Record extracts:

┌──

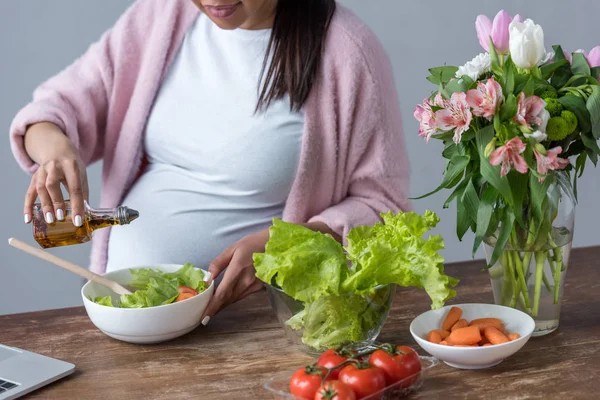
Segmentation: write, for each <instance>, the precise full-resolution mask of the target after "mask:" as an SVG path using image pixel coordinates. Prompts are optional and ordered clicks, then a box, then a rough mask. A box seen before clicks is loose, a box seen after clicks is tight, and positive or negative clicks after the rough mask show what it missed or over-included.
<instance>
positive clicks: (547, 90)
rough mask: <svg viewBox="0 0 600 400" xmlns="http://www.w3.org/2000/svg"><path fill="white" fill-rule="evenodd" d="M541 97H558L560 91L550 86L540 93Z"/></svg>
mask: <svg viewBox="0 0 600 400" xmlns="http://www.w3.org/2000/svg"><path fill="white" fill-rule="evenodd" d="M539 97H541V98H542V99H557V98H558V92H557V91H556V89H554V88H553V87H552V86H548V87H547V88H546V90H544V91H543V92H541V93H540V95H539Z"/></svg>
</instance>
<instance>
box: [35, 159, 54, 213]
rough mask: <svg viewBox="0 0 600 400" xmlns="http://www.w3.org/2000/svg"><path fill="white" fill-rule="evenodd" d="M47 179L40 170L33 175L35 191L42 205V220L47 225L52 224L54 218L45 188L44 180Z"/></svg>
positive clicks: (45, 182)
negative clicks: (33, 178) (34, 174)
mask: <svg viewBox="0 0 600 400" xmlns="http://www.w3.org/2000/svg"><path fill="white" fill-rule="evenodd" d="M47 179H48V173H47V172H46V170H45V169H43V168H40V169H39V170H38V171H37V172H36V174H35V190H36V192H37V195H38V197H39V198H40V203H41V205H42V212H43V213H44V219H45V220H46V222H47V223H49V224H52V223H54V222H55V217H54V205H53V204H52V197H51V196H50V194H49V193H48V189H47V188H46V180H47Z"/></svg>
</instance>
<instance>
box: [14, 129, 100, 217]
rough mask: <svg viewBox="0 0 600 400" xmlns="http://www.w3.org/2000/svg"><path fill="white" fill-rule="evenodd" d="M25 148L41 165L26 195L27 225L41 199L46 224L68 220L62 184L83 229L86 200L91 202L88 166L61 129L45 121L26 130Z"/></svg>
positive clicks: (35, 173)
mask: <svg viewBox="0 0 600 400" xmlns="http://www.w3.org/2000/svg"><path fill="white" fill-rule="evenodd" d="M25 148H26V150H27V153H28V154H29V156H30V157H31V158H32V159H33V161H35V162H36V163H38V164H39V166H40V167H39V168H38V170H37V171H36V172H35V173H34V174H33V176H32V178H31V183H30V185H29V189H28V190H27V193H26V195H25V204H24V207H23V214H24V219H25V223H29V222H31V218H32V215H33V204H34V203H35V200H36V199H37V198H38V197H39V198H40V202H41V204H42V210H43V212H44V218H45V219H46V222H48V223H53V222H54V221H55V219H57V220H59V221H62V220H64V219H65V200H64V198H63V195H62V190H61V187H60V185H61V184H63V185H64V186H65V188H66V189H67V191H68V192H69V198H70V203H71V212H72V220H73V223H74V224H75V226H81V225H82V224H83V216H84V214H85V208H84V203H83V201H84V200H87V199H88V197H89V189H88V180H87V172H86V168H85V164H84V162H83V160H82V159H81V157H80V156H79V153H78V152H77V149H75V146H73V143H71V141H70V140H69V139H68V138H67V136H66V135H65V134H64V133H63V132H62V131H61V130H60V128H59V127H58V126H56V125H54V124H52V123H47V122H44V123H40V124H35V125H32V126H31V127H30V128H29V129H28V130H27V133H26V135H25Z"/></svg>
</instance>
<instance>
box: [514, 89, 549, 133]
mask: <svg viewBox="0 0 600 400" xmlns="http://www.w3.org/2000/svg"><path fill="white" fill-rule="evenodd" d="M545 107H546V102H545V101H544V100H542V99H541V98H539V97H537V96H529V97H527V98H525V93H523V92H521V94H520V95H519V100H518V103H517V114H516V115H515V118H514V120H515V122H517V123H518V124H521V125H523V126H526V127H528V128H530V127H531V124H535V125H538V126H540V125H541V124H542V121H543V119H542V115H543V113H544V109H545Z"/></svg>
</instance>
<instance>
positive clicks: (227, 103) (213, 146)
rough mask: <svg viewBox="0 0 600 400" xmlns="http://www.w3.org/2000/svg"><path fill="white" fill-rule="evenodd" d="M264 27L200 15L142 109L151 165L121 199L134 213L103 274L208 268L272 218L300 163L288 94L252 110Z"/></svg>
mask: <svg viewBox="0 0 600 400" xmlns="http://www.w3.org/2000/svg"><path fill="white" fill-rule="evenodd" d="M269 35H270V30H258V31H250V30H242V29H236V30H232V31H227V30H222V29H220V28H219V27H217V26H216V25H215V24H213V23H212V22H211V21H210V20H209V19H208V18H207V17H206V16H204V15H201V16H200V17H198V19H197V21H196V22H195V23H194V24H193V25H192V27H191V28H190V30H189V31H188V32H187V35H186V37H185V40H184V42H183V44H182V47H181V49H180V50H179V53H178V55H177V56H176V58H175V59H174V61H173V65H172V66H171V68H170V70H169V71H168V73H167V76H166V77H165V81H164V82H163V85H162V87H161V89H160V91H159V93H158V95H157V98H156V101H155V104H154V107H153V110H152V112H151V114H150V117H149V120H148V125H147V127H146V135H145V143H144V145H145V149H146V153H147V155H148V158H149V161H150V166H149V168H148V169H147V170H146V172H145V173H144V174H143V175H142V177H141V178H140V179H139V180H138V181H137V182H136V184H135V185H134V186H133V188H132V189H131V191H130V192H129V193H128V195H127V197H126V198H125V199H124V201H123V204H124V205H127V206H129V207H131V208H134V209H136V210H138V211H139V212H140V218H139V219H137V220H136V221H134V222H133V223H132V224H131V225H128V226H123V227H120V226H117V227H115V228H113V229H112V231H111V235H110V241H109V247H108V266H107V271H113V270H115V269H121V268H129V267H132V266H139V265H152V264H158V263H185V262H192V263H194V264H196V266H198V267H207V266H208V264H209V263H210V262H211V261H212V260H213V259H214V258H215V257H216V256H218V255H219V254H220V253H221V252H222V251H223V250H225V249H226V248H227V247H229V246H231V245H232V244H233V243H235V242H236V241H237V240H239V239H241V238H242V237H244V236H246V235H248V234H250V233H254V232H256V231H259V230H261V229H264V228H266V227H268V226H269V225H270V223H271V220H272V218H273V217H278V218H280V217H281V215H282V212H283V208H284V205H285V202H286V200H287V197H288V195H289V192H290V189H291V186H292V182H293V180H294V177H295V174H296V169H297V167H298V163H299V155H300V149H301V140H302V132H303V128H304V115H303V113H302V112H300V113H295V112H290V105H289V104H290V103H289V99H287V98H286V99H284V100H281V101H277V102H274V103H273V104H272V105H271V107H270V108H269V109H268V110H267V111H266V112H262V113H258V114H255V113H254V110H255V107H256V103H257V100H258V89H259V85H258V80H259V76H260V70H261V67H262V62H263V58H264V55H265V52H266V47H267V44H268V40H269Z"/></svg>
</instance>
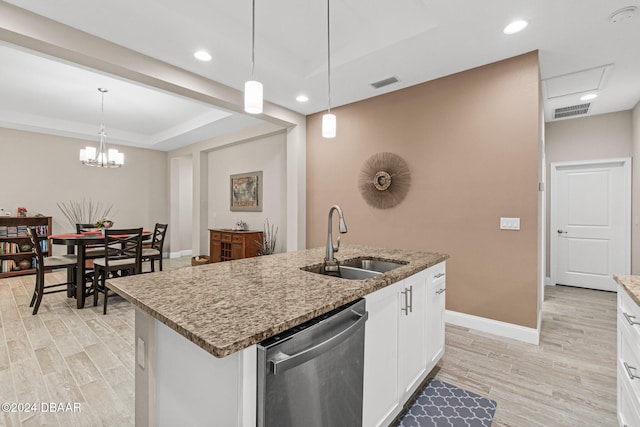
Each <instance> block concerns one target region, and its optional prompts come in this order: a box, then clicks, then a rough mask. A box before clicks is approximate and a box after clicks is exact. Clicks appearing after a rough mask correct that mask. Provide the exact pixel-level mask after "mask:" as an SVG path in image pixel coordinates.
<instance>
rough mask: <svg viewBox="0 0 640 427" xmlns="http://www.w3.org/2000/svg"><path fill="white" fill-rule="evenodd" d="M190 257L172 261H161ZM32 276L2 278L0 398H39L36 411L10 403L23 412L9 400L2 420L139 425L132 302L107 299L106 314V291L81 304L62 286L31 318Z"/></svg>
mask: <svg viewBox="0 0 640 427" xmlns="http://www.w3.org/2000/svg"><path fill="white" fill-rule="evenodd" d="M190 263H191V259H190V258H189V257H182V258H177V259H167V260H164V265H163V267H164V269H165V270H170V269H174V268H180V267H183V266H185V265H190ZM156 268H157V264H156ZM45 276H46V281H47V282H48V283H59V282H63V281H64V280H65V279H66V273H61V272H55V273H48V274H46V275H45ZM34 281H35V276H33V275H31V276H19V277H13V278H8V279H2V280H0V404H3V403H6V402H9V403H16V404H20V405H21V406H22V405H25V404H28V405H32V404H35V411H33V409H34V408H33V407H31V408H17V407H14V408H11V409H13V410H15V409H22V412H6V408H5V407H4V406H3V407H2V411H1V412H0V426H7V427H9V426H62V427H66V426H91V427H94V426H109V427H111V426H133V425H134V408H135V406H134V359H135V350H134V344H133V343H134V309H133V306H132V305H131V304H130V303H128V302H127V301H125V300H124V299H122V298H120V297H117V296H116V297H109V306H108V311H107V315H103V314H102V295H100V299H99V301H98V306H97V307H93V299H92V298H89V299H87V305H86V306H85V308H84V309H82V310H78V309H77V308H76V307H75V304H76V301H75V299H68V298H67V297H66V293H65V292H61V293H57V294H50V295H44V296H43V298H42V303H41V305H40V309H39V310H38V314H37V315H35V316H33V315H31V308H29V303H30V302H31V296H32V294H33V286H34ZM52 404H55V405H52ZM60 404H62V406H60ZM67 405H68V407H67ZM74 405H75V406H74ZM60 409H64V410H66V411H60Z"/></svg>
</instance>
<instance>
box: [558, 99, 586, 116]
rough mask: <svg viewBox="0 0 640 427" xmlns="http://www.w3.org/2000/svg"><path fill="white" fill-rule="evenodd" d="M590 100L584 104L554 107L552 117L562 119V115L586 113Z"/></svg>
mask: <svg viewBox="0 0 640 427" xmlns="http://www.w3.org/2000/svg"><path fill="white" fill-rule="evenodd" d="M590 106H591V103H590V102H587V103H586V104H579V105H571V106H569V107H562V108H556V109H555V110H554V112H553V118H554V119H562V118H564V117H573V116H580V115H583V114H587V113H588V112H589V107H590Z"/></svg>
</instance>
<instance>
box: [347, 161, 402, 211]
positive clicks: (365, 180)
mask: <svg viewBox="0 0 640 427" xmlns="http://www.w3.org/2000/svg"><path fill="white" fill-rule="evenodd" d="M410 184H411V173H410V172H409V167H408V166H407V162H405V161H404V159H403V158H402V157H400V156H398V155H397V154H393V153H386V152H385V153H376V154H374V155H373V156H371V157H369V158H368V159H367V160H366V161H365V162H364V164H363V165H362V167H361V168H360V174H359V176H358V189H359V190H360V194H362V197H363V198H364V200H365V201H366V202H367V203H368V204H369V205H370V206H372V207H374V208H377V209H388V208H392V207H394V206H396V205H397V204H399V203H400V202H401V201H402V200H403V199H404V198H405V196H406V195H407V193H408V192H409V185H410Z"/></svg>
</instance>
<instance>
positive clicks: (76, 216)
mask: <svg viewBox="0 0 640 427" xmlns="http://www.w3.org/2000/svg"><path fill="white" fill-rule="evenodd" d="M56 205H58V208H59V209H60V210H61V211H62V213H63V214H64V216H65V217H66V218H67V221H69V224H70V225H71V227H72V228H73V229H75V228H76V224H95V223H96V222H98V220H99V219H101V218H105V217H108V216H109V213H110V212H111V209H112V208H113V205H112V204H110V205H105V204H104V203H102V202H94V201H93V200H91V199H85V198H84V197H83V198H82V199H80V200H69V201H68V202H61V203H56Z"/></svg>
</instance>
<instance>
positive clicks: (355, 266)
mask: <svg viewBox="0 0 640 427" xmlns="http://www.w3.org/2000/svg"><path fill="white" fill-rule="evenodd" d="M405 264H406V263H403V262H401V261H397V262H392V261H382V260H377V259H373V258H363V259H353V260H348V261H343V262H341V263H340V271H339V273H338V272H337V271H336V272H333V271H324V270H323V268H322V266H315V267H304V268H303V270H305V271H309V272H311V273H316V274H323V275H325V276H334V277H341V278H343V279H349V280H364V279H369V278H371V277H376V276H379V275H380V274H383V273H386V272H387V271H391V270H393V269H395V268H398V267H402V266H403V265H405Z"/></svg>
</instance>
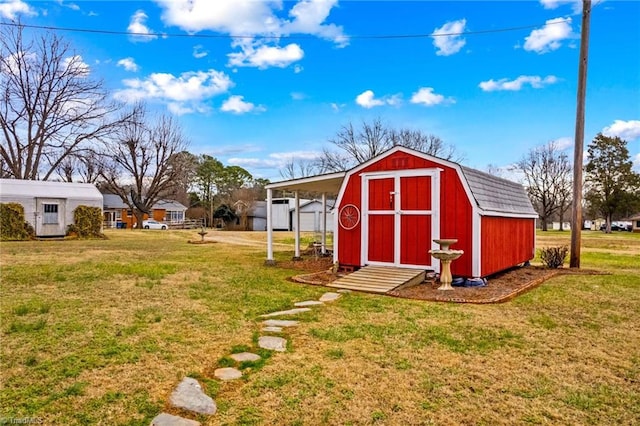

└──

Tally the lines of the material above that contain the string "negative", and give only that number.

2